■ Records provided:
========================

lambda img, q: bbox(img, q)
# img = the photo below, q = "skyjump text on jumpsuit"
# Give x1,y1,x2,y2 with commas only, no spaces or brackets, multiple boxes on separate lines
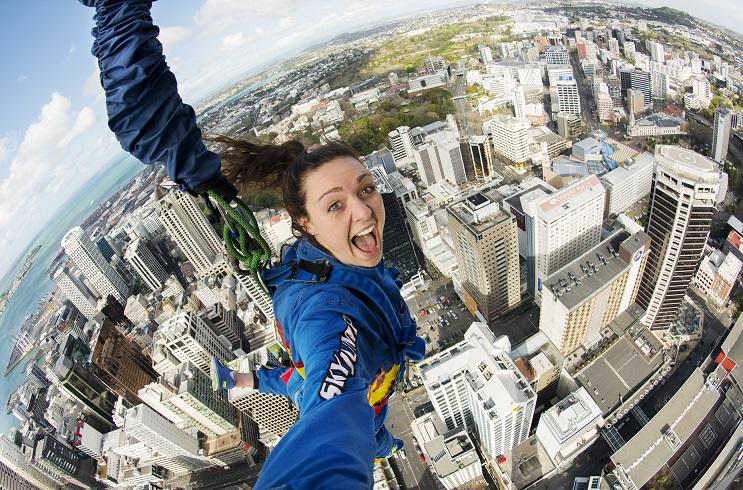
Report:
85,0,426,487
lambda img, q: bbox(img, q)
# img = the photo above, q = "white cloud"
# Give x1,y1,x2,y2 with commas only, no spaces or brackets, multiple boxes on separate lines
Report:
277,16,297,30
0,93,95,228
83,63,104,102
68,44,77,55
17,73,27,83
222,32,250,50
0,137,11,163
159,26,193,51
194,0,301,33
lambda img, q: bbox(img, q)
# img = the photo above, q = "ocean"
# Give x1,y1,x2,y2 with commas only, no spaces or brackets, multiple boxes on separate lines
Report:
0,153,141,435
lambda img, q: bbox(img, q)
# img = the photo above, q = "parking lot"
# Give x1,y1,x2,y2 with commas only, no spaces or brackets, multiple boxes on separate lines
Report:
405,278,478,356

========================

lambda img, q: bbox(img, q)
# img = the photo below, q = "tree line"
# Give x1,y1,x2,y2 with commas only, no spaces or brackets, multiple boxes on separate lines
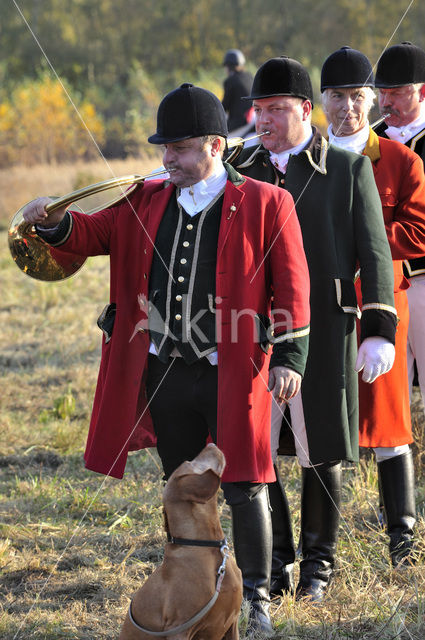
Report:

========================

■ Required action:
For every line of the data above that contains "photo", copy that line.

■ Answer to the problem:
# img = the photo below, q = "skyjump text on jumpsuit"
# img = the photo above, q = "white cloud"
# img = the photo above, q = "ocean"
# img = the photo above, q = "parking lot"
# img = the photo below, q = "tree line"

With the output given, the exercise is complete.